**Supplied data:**
☆ ☆ ☆

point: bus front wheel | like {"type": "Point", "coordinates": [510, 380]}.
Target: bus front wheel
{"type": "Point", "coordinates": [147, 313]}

☆ ☆ ☆

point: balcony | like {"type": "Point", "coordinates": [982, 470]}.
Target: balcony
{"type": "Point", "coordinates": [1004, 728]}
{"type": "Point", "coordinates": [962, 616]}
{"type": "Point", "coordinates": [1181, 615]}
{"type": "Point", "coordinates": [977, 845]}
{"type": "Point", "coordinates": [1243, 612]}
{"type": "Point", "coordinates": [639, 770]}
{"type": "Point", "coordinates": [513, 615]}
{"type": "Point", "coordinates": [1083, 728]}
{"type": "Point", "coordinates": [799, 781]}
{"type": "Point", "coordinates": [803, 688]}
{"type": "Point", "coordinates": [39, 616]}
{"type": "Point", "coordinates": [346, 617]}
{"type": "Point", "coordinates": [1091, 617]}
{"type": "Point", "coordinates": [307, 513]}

☆ ☆ ☆

**Exercise:**
Pull out each line in the records above that contains the string "Target". Case counts, so only an exact case match qualifies.

**The reply:**
Target: bus front wheel
Target: balcony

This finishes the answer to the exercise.